**** TEXTE EXTRAIT ****
MC : pas réellement.J'ai été influencé dans ma façon de photographier par des photographes comme Alain-Charles BEAU, Philippe Pennec ou benoit Dufeutrelle. Ce dernier m'ayant énormément appris dans le "garder l'essentiel" "suggérer plutôt que montrer"... Tout est dans la subtilité. Se servir des choses pour dire autre chose ce pourquoi la chose a été faite... Je m'explique. La photo de Notre-Dame que j'ai pu faire aurait très bien pu être faite à partir d'une autre église, ce que je voulais faire ressortir est ce ciel d'après pluie extraordinaire, ce contraste entre l'élément air et l'élément terre: le fort contraste des la silhouette de notre-dame est là pour comparer ces deux élements. Benoit m'a beaucoup appris justement sur la comparaison... tout marche par comparaison: le bien, le mal, le bonheur, le malheur... l'un n'existe pas sans l'autre et ne peut exister que si l'autre est là, à côté... Le ciel de notre-dame n'aurait pas été si envoûtant si il n'était pas comparé à la silhouette noire de la cathédrale...

Figure 3- Illustration © Matthieu Colin

 

 

 

Photographie engagée ?


LL : Vous semblez être un photographe engagé, avez-vous un message particulier à faire passer dans chacunes de vos photos ?
****
LISTE DES TÂCHES:
[A] Selon le texte extrait, qu'est-ce que la personne interrogée voulait faire ressortir dans sa photo de Notre-Dame ?
[B] Transcrivez le passage du texte extrait allant de « Figure 3- Illustration » jusqu'à « vos photos ? ».
[C] Pour chaque affirmation, indiquez par oui ou par non si elle concorde avec le texte extrait, et citez les mots décisifs.
(i) Benoit Dufeutrelle a beaucoup appris à la personne interrogée sur la comparaison.
(ii) La photo de Notre-Dame n'aurait pu être faite à partir d'aucune autre église.
(iii) Alain-Charles BEAU figure parmi les photographes ayant influencé la façon de photographier de la personne interrogée.
**** DONNÉES DISPONIBLES ****
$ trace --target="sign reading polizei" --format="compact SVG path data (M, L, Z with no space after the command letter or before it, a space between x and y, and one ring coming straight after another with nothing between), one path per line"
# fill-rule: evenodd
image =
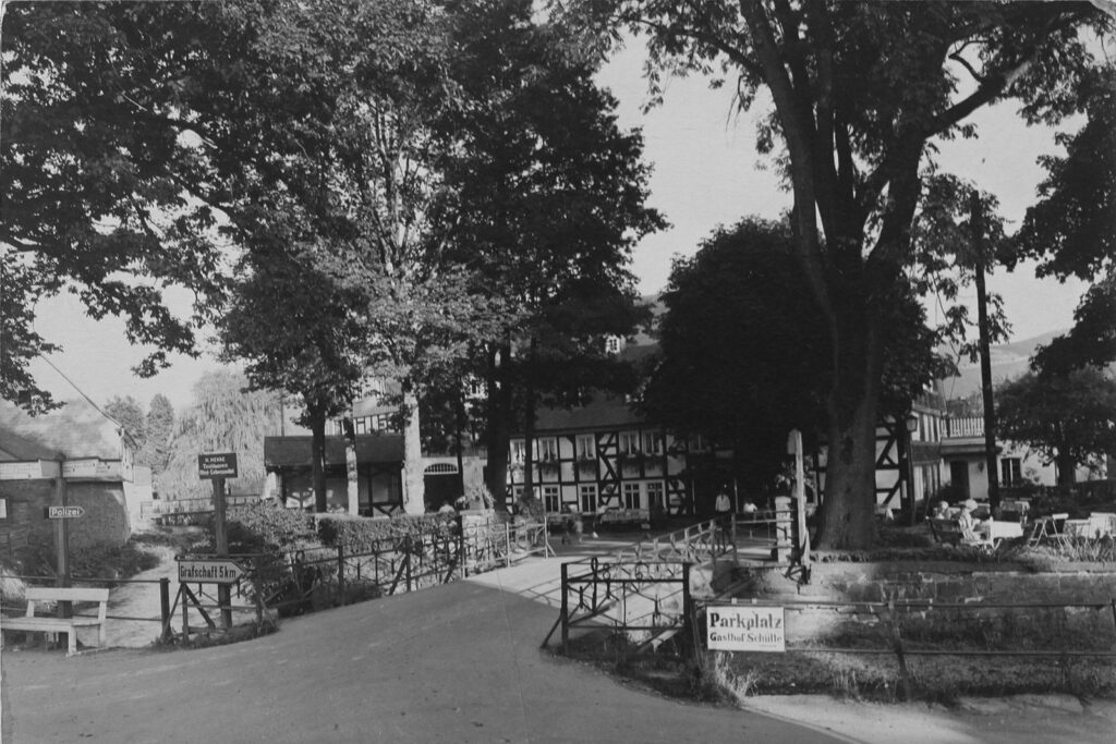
****
LISTE DES SOLUTIONS:
[A] Le ciel d'après pluie extraordinaire et le contraste entre l'élément air et l'élément terre.

[B]
Figure 3- Illustration © Matthieu Colin

 

 

 

Photographie engagée ?


LL : Vous semblez être un photographe engagé, avez-vous un message particulier à faire passer dans chacunes de vos photos ?

[C]
(i) Oui : « Benoit m'a beaucoup appris justement sur la comparaison »
(ii) Non : « aurait très bien pu être faite à partir d'une autre église »
(iii) Oui : « J'ai été influencé dans ma façon de photographier par des photographes comme Alain-Charles BEAU »